[Data records]
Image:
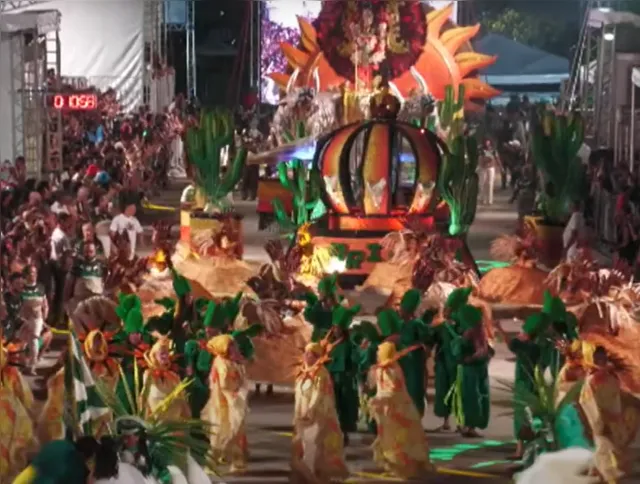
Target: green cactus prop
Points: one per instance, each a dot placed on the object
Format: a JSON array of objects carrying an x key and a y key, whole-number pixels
[
  {"x": 204, "y": 145},
  {"x": 557, "y": 140},
  {"x": 458, "y": 183},
  {"x": 450, "y": 112},
  {"x": 307, "y": 205}
]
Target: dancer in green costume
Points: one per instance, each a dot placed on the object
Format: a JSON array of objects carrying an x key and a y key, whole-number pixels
[
  {"x": 528, "y": 351},
  {"x": 198, "y": 360},
  {"x": 561, "y": 325},
  {"x": 133, "y": 337},
  {"x": 443, "y": 336},
  {"x": 318, "y": 310},
  {"x": 413, "y": 332},
  {"x": 368, "y": 337},
  {"x": 471, "y": 391}
]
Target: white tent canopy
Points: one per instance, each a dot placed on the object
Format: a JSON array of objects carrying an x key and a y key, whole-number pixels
[{"x": 635, "y": 76}]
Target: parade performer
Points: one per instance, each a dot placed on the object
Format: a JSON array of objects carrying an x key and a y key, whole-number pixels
[
  {"x": 198, "y": 359},
  {"x": 34, "y": 311},
  {"x": 67, "y": 462},
  {"x": 562, "y": 326},
  {"x": 400, "y": 447},
  {"x": 133, "y": 340},
  {"x": 469, "y": 396},
  {"x": 414, "y": 331},
  {"x": 86, "y": 279},
  {"x": 101, "y": 357},
  {"x": 613, "y": 424},
  {"x": 16, "y": 426},
  {"x": 228, "y": 404},
  {"x": 161, "y": 378},
  {"x": 527, "y": 349},
  {"x": 318, "y": 451},
  {"x": 443, "y": 335},
  {"x": 343, "y": 367}
]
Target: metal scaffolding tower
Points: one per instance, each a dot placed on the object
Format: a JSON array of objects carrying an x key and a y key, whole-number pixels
[
  {"x": 189, "y": 28},
  {"x": 35, "y": 74}
]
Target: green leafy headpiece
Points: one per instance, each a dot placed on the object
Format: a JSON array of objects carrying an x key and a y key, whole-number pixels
[{"x": 410, "y": 301}]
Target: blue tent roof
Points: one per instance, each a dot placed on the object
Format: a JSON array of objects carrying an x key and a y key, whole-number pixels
[{"x": 520, "y": 64}]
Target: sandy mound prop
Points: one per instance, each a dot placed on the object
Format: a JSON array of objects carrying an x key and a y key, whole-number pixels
[
  {"x": 157, "y": 287},
  {"x": 220, "y": 277},
  {"x": 515, "y": 285},
  {"x": 277, "y": 357}
]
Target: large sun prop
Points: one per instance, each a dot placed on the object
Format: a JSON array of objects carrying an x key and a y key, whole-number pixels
[{"x": 351, "y": 43}]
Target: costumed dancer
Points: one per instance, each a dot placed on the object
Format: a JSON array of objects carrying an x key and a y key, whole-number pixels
[
  {"x": 101, "y": 359},
  {"x": 414, "y": 331},
  {"x": 401, "y": 445},
  {"x": 85, "y": 460},
  {"x": 470, "y": 393},
  {"x": 133, "y": 340},
  {"x": 443, "y": 335},
  {"x": 527, "y": 349},
  {"x": 34, "y": 311},
  {"x": 160, "y": 380},
  {"x": 318, "y": 451},
  {"x": 198, "y": 359},
  {"x": 228, "y": 404},
  {"x": 343, "y": 363},
  {"x": 613, "y": 424},
  {"x": 561, "y": 326},
  {"x": 16, "y": 425}
]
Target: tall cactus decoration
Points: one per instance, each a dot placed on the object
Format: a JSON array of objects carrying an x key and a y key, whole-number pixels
[
  {"x": 557, "y": 139},
  {"x": 458, "y": 181},
  {"x": 451, "y": 113},
  {"x": 205, "y": 143},
  {"x": 307, "y": 205}
]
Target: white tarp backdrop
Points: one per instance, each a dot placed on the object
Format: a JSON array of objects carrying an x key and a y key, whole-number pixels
[
  {"x": 103, "y": 41},
  {"x": 6, "y": 118}
]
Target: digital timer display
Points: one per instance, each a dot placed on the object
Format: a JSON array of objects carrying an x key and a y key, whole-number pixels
[{"x": 75, "y": 102}]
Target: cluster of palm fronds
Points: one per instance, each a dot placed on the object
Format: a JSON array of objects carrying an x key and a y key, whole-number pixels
[
  {"x": 542, "y": 406},
  {"x": 174, "y": 439},
  {"x": 557, "y": 139}
]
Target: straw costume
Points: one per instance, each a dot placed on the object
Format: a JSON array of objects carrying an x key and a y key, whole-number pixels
[
  {"x": 228, "y": 405},
  {"x": 401, "y": 446},
  {"x": 16, "y": 426},
  {"x": 318, "y": 451},
  {"x": 102, "y": 359},
  {"x": 343, "y": 364},
  {"x": 154, "y": 434}
]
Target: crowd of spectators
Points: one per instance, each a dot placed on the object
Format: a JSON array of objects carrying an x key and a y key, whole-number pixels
[{"x": 81, "y": 216}]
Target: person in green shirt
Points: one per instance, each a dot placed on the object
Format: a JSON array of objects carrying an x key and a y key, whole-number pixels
[
  {"x": 414, "y": 332},
  {"x": 471, "y": 392},
  {"x": 528, "y": 352},
  {"x": 442, "y": 337}
]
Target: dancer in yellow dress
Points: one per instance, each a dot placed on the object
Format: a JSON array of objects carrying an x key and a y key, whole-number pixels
[
  {"x": 161, "y": 379},
  {"x": 101, "y": 358},
  {"x": 227, "y": 407},
  {"x": 401, "y": 445},
  {"x": 16, "y": 425},
  {"x": 318, "y": 449}
]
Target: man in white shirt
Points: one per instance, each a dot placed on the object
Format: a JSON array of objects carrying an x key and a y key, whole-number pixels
[
  {"x": 60, "y": 246},
  {"x": 574, "y": 232},
  {"x": 127, "y": 221}
]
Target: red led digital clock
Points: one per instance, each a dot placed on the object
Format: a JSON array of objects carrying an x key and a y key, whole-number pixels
[{"x": 75, "y": 102}]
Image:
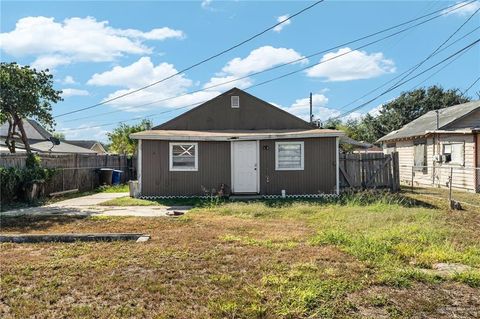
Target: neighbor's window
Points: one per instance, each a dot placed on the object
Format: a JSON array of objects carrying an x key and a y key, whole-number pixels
[
  {"x": 420, "y": 156},
  {"x": 289, "y": 156},
  {"x": 454, "y": 153},
  {"x": 183, "y": 157}
]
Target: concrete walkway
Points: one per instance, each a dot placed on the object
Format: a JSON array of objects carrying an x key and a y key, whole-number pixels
[{"x": 88, "y": 206}]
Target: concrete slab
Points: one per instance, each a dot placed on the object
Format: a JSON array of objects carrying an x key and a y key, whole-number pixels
[{"x": 88, "y": 206}]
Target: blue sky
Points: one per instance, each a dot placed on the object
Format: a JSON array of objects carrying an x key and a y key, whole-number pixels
[{"x": 98, "y": 50}]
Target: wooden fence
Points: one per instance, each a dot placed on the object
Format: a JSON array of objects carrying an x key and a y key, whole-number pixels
[
  {"x": 76, "y": 171},
  {"x": 369, "y": 170}
]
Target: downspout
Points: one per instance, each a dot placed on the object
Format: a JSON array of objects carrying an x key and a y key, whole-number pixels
[
  {"x": 476, "y": 153},
  {"x": 337, "y": 172},
  {"x": 139, "y": 167}
]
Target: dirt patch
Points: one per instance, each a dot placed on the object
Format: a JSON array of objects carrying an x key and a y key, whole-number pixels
[{"x": 447, "y": 300}]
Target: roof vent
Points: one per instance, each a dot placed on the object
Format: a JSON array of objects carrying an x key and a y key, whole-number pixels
[{"x": 235, "y": 101}]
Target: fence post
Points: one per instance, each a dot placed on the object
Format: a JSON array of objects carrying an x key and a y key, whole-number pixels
[
  {"x": 413, "y": 175},
  {"x": 450, "y": 189}
]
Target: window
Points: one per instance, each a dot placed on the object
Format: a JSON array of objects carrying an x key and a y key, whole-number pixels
[
  {"x": 183, "y": 157},
  {"x": 420, "y": 156},
  {"x": 235, "y": 102},
  {"x": 454, "y": 153},
  {"x": 289, "y": 156}
]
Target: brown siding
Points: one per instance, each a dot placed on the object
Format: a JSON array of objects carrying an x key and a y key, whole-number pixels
[
  {"x": 158, "y": 180},
  {"x": 318, "y": 176},
  {"x": 253, "y": 114}
]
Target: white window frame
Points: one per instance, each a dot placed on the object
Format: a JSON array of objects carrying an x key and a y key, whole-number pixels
[
  {"x": 302, "y": 154},
  {"x": 183, "y": 169},
  {"x": 237, "y": 98},
  {"x": 451, "y": 145}
]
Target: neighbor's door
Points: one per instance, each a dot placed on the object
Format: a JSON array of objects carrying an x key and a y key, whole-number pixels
[{"x": 245, "y": 167}]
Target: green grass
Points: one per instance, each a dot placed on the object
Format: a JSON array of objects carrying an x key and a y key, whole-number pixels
[{"x": 360, "y": 256}]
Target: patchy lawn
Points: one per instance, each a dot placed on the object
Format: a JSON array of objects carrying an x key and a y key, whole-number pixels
[{"x": 251, "y": 260}]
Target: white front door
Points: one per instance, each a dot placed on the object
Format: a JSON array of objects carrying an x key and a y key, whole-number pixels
[{"x": 245, "y": 167}]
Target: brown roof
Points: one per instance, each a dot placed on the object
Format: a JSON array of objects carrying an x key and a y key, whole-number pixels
[{"x": 226, "y": 135}]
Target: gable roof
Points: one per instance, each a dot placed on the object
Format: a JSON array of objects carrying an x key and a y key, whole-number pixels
[
  {"x": 231, "y": 135},
  {"x": 427, "y": 123},
  {"x": 217, "y": 114},
  {"x": 84, "y": 143}
]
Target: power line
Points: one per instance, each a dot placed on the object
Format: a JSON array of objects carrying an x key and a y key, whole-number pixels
[
  {"x": 290, "y": 73},
  {"x": 401, "y": 74},
  {"x": 198, "y": 63},
  {"x": 408, "y": 80},
  {"x": 443, "y": 10},
  {"x": 471, "y": 85},
  {"x": 438, "y": 48}
]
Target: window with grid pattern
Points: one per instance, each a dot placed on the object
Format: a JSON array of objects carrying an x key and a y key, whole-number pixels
[
  {"x": 183, "y": 157},
  {"x": 289, "y": 156}
]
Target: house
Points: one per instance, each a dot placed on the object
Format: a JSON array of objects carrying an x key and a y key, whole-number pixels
[
  {"x": 239, "y": 144},
  {"x": 39, "y": 140},
  {"x": 438, "y": 144},
  {"x": 95, "y": 146}
]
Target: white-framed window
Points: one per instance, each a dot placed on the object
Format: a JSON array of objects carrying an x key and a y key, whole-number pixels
[
  {"x": 183, "y": 156},
  {"x": 289, "y": 156},
  {"x": 235, "y": 101},
  {"x": 420, "y": 156},
  {"x": 454, "y": 153}
]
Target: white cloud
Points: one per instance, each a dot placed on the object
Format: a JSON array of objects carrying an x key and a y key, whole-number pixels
[
  {"x": 258, "y": 60},
  {"x": 68, "y": 80},
  {"x": 352, "y": 65},
  {"x": 206, "y": 3},
  {"x": 261, "y": 59},
  {"x": 279, "y": 27},
  {"x": 76, "y": 40},
  {"x": 141, "y": 73},
  {"x": 301, "y": 107},
  {"x": 216, "y": 82},
  {"x": 74, "y": 92},
  {"x": 465, "y": 10}
]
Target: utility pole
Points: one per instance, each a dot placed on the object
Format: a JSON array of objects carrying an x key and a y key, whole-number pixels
[{"x": 311, "y": 108}]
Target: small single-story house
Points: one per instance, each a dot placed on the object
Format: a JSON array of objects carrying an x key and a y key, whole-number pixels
[
  {"x": 437, "y": 144},
  {"x": 39, "y": 140},
  {"x": 92, "y": 145},
  {"x": 239, "y": 144}
]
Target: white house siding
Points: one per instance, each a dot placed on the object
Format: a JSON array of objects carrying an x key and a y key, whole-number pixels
[{"x": 464, "y": 177}]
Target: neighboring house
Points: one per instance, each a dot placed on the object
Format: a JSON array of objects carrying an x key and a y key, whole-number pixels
[
  {"x": 239, "y": 144},
  {"x": 436, "y": 144},
  {"x": 95, "y": 146},
  {"x": 38, "y": 138}
]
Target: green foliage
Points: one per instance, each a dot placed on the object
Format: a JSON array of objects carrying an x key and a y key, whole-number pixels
[
  {"x": 120, "y": 141},
  {"x": 14, "y": 180},
  {"x": 26, "y": 93},
  {"x": 398, "y": 112}
]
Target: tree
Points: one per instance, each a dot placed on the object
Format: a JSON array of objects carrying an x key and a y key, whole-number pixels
[
  {"x": 398, "y": 112},
  {"x": 25, "y": 93},
  {"x": 120, "y": 141}
]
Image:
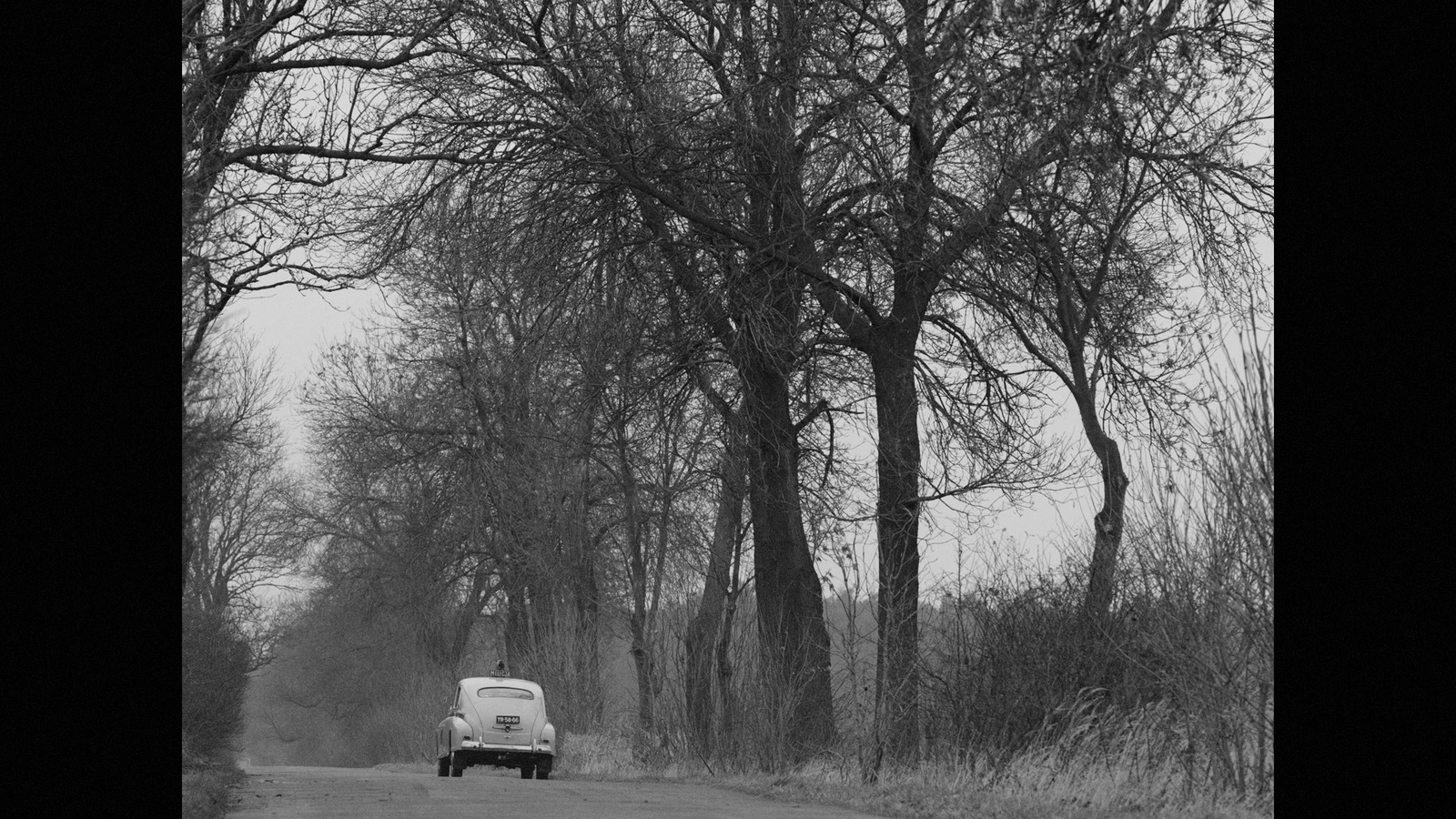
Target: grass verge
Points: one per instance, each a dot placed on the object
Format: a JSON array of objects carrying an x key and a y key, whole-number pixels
[
  {"x": 206, "y": 790},
  {"x": 1030, "y": 787}
]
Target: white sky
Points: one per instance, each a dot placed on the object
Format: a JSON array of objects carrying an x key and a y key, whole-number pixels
[{"x": 298, "y": 325}]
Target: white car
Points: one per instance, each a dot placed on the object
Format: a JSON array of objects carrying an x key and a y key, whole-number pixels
[{"x": 497, "y": 720}]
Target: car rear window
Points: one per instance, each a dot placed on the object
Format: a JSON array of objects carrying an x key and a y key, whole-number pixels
[{"x": 506, "y": 693}]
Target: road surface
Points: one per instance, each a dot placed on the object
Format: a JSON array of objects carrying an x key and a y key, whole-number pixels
[{"x": 366, "y": 793}]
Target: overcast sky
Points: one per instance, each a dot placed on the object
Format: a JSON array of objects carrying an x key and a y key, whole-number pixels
[{"x": 298, "y": 325}]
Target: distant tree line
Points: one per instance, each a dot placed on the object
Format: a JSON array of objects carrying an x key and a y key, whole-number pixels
[{"x": 650, "y": 261}]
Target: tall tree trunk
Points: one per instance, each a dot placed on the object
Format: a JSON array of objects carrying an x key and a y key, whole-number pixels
[
  {"x": 1107, "y": 525},
  {"x": 791, "y": 603},
  {"x": 897, "y": 680},
  {"x": 708, "y": 624}
]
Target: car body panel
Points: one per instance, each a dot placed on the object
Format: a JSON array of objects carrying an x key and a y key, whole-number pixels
[{"x": 497, "y": 720}]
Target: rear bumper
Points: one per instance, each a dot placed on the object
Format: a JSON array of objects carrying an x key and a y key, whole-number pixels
[{"x": 504, "y": 755}]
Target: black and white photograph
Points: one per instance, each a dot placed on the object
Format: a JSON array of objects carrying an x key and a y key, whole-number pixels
[{"x": 728, "y": 409}]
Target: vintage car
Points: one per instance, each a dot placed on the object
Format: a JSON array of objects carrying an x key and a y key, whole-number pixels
[{"x": 497, "y": 720}]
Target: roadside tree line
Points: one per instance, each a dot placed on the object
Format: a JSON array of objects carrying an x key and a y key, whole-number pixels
[{"x": 650, "y": 258}]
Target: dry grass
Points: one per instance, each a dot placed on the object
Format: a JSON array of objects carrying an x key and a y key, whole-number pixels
[
  {"x": 1084, "y": 774},
  {"x": 204, "y": 790}
]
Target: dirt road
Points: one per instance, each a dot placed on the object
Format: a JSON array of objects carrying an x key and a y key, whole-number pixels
[{"x": 499, "y": 794}]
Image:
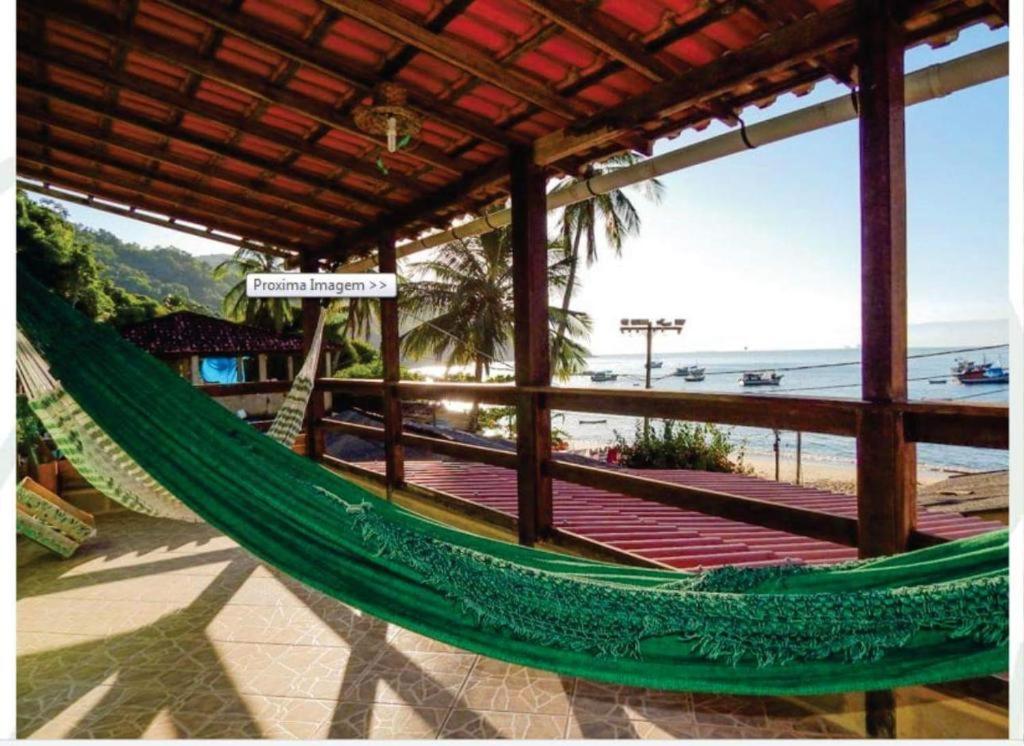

> Problem
Return every line of the data records above that contains the string "fence", matching case exactly.

> Final answer
Target: wooden fence
Target: fence post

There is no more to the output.